§ **DATA SUPPLIED**:
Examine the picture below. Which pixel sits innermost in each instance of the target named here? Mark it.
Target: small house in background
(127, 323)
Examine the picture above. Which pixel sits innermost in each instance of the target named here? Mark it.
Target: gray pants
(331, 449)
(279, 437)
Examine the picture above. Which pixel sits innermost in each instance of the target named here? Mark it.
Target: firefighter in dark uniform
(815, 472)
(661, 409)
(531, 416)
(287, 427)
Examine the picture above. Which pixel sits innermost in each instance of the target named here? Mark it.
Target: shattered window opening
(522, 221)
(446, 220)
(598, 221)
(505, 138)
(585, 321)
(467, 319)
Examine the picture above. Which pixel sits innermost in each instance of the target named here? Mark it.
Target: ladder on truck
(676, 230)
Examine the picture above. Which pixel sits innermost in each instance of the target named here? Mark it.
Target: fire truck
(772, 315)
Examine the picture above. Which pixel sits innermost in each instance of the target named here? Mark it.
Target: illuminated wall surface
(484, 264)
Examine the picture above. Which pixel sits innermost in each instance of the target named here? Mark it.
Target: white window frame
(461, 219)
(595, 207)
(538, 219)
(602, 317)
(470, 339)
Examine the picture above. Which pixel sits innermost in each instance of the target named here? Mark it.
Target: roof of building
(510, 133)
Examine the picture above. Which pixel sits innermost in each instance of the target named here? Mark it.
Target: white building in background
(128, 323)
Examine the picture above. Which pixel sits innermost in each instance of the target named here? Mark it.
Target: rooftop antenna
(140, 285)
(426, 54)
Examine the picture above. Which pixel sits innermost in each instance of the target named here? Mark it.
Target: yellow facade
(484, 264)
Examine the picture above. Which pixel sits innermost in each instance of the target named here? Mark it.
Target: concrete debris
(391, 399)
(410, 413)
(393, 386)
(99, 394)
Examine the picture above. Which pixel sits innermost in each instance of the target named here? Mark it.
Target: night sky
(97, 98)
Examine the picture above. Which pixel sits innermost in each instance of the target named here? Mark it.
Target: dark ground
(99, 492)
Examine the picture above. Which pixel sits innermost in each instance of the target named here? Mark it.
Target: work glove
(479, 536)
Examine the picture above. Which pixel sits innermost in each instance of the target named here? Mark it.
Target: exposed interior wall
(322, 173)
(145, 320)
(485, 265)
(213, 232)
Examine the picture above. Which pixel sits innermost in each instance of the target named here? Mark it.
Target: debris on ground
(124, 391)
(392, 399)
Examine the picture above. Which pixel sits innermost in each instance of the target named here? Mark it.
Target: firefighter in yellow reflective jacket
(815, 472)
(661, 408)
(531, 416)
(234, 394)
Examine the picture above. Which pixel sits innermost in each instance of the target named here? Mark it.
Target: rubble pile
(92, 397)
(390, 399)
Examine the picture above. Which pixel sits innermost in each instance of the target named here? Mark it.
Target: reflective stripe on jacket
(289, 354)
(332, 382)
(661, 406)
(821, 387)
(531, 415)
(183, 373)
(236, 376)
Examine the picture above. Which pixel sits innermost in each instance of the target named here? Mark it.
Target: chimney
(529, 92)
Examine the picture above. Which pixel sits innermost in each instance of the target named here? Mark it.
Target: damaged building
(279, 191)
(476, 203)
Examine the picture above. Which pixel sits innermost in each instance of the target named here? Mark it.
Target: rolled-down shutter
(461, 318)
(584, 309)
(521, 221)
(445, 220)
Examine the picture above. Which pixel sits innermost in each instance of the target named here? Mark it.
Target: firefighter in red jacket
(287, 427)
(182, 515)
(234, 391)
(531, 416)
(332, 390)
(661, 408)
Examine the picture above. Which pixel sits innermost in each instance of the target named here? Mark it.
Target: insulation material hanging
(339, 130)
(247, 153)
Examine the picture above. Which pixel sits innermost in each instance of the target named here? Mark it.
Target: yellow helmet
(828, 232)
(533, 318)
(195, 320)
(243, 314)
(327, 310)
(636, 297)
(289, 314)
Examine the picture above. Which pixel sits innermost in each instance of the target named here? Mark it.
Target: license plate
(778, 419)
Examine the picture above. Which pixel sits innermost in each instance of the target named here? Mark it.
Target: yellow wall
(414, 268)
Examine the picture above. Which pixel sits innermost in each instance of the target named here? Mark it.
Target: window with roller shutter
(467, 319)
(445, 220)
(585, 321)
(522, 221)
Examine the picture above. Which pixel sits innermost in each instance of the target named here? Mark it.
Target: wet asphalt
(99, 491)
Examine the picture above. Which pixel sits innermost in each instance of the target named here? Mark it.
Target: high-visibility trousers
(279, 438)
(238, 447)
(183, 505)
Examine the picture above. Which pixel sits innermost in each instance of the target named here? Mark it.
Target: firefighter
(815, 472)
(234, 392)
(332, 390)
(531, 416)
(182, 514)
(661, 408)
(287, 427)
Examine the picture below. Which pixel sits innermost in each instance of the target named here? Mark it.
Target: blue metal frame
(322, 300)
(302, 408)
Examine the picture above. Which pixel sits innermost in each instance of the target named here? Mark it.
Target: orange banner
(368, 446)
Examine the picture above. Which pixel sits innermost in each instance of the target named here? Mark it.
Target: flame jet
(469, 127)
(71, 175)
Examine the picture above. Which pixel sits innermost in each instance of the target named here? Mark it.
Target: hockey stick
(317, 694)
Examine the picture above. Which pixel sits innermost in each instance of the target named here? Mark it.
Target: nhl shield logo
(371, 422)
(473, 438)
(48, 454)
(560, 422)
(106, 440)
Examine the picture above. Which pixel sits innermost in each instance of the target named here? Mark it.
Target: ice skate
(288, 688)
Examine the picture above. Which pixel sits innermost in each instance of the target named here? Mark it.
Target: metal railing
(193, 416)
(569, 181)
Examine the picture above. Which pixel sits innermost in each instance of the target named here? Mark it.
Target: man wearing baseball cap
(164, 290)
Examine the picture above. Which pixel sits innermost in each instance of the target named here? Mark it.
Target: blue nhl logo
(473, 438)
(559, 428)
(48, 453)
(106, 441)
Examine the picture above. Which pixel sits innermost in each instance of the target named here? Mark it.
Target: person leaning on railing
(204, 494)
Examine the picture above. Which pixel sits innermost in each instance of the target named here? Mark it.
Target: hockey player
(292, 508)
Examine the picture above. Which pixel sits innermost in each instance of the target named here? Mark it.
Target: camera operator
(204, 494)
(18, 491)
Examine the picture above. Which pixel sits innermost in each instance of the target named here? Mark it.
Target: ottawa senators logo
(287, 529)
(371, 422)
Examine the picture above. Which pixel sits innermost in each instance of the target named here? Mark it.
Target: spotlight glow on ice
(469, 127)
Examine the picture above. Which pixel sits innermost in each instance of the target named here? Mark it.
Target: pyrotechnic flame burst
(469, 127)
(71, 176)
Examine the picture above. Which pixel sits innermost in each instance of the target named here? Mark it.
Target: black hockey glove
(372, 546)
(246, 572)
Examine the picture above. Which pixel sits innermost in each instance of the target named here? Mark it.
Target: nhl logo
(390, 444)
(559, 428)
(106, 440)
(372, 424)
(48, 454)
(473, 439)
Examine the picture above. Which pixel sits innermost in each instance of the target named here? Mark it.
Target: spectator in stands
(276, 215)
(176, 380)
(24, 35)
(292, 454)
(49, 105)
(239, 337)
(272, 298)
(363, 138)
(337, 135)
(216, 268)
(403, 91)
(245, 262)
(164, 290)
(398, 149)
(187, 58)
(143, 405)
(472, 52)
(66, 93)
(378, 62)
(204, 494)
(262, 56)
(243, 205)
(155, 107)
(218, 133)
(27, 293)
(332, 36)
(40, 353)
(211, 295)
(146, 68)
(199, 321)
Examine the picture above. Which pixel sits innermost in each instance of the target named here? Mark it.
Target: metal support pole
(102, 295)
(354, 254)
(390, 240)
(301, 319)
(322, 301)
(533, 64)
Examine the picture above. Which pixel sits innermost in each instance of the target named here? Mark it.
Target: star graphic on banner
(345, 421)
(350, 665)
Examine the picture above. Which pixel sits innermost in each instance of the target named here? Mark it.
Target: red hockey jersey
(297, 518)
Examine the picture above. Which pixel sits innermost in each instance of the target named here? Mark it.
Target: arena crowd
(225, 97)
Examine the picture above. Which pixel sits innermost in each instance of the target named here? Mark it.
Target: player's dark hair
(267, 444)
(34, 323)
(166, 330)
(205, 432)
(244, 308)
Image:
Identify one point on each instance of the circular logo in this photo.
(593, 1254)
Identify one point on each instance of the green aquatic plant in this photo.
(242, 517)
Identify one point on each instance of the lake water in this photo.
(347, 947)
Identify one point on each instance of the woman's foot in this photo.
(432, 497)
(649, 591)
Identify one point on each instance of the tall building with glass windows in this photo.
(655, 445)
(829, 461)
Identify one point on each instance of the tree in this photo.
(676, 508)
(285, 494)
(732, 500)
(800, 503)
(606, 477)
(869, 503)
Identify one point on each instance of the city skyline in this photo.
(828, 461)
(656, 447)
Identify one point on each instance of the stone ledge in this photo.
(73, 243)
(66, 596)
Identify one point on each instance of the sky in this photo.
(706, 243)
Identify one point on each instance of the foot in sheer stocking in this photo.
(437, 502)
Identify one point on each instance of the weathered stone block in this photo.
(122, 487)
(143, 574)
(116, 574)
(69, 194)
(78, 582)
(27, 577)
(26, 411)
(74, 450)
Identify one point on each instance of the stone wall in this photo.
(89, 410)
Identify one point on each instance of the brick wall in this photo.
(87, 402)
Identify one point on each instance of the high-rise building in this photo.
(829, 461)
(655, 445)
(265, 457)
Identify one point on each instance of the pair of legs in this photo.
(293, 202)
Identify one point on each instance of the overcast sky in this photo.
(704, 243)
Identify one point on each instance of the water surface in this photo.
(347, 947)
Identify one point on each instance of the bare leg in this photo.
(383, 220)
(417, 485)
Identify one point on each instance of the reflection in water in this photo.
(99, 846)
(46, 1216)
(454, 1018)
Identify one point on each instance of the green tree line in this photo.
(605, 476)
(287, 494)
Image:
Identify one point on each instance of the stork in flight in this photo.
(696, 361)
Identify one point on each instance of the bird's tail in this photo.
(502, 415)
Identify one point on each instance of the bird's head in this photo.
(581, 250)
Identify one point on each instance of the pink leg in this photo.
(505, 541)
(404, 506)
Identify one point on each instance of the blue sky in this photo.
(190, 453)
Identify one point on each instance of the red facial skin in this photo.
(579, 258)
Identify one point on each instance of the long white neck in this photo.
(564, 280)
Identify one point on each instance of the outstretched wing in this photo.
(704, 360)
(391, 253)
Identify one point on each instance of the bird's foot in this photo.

§ **WHAT YOU SHOULD DO**: Return every line from the one holding "Identify one point on each instance of the water" through the end of the data, exactly as it appears, with both ends kept and nothing else.

§ **OUTPUT**:
Identify one point on each instance of the water surface in this photo.
(347, 947)
Identify one point on each instance of the bare leg in this photo.
(383, 220)
(417, 485)
Identify one point on each instance of the reflection in water in this photo.
(99, 846)
(46, 1216)
(454, 1018)
Identify one point on each instance of the green tree line in this photo.
(605, 476)
(287, 494)
Image:
Identify one point on each instance of the stork in flight in this photo.
(696, 361)
Identify one point on each instance of the bird's tail in this photo.
(502, 415)
Identify one point on each instance of the bird's head in this photo.
(581, 250)
Identify one point on each instance of the pink leg in this photo.
(505, 541)
(404, 506)
Identify one point on each instance of the blue sky in this photo.
(190, 453)
Identify one point on each instance of the red facial skin in this photo.
(579, 258)
Identify one point on each instance of the long white neck in this photo.
(564, 280)
Identify one point on each instance of the outstretched wing in this photo.
(704, 360)
(391, 253)
Identify one point on each instance of the bird's foot in this photo.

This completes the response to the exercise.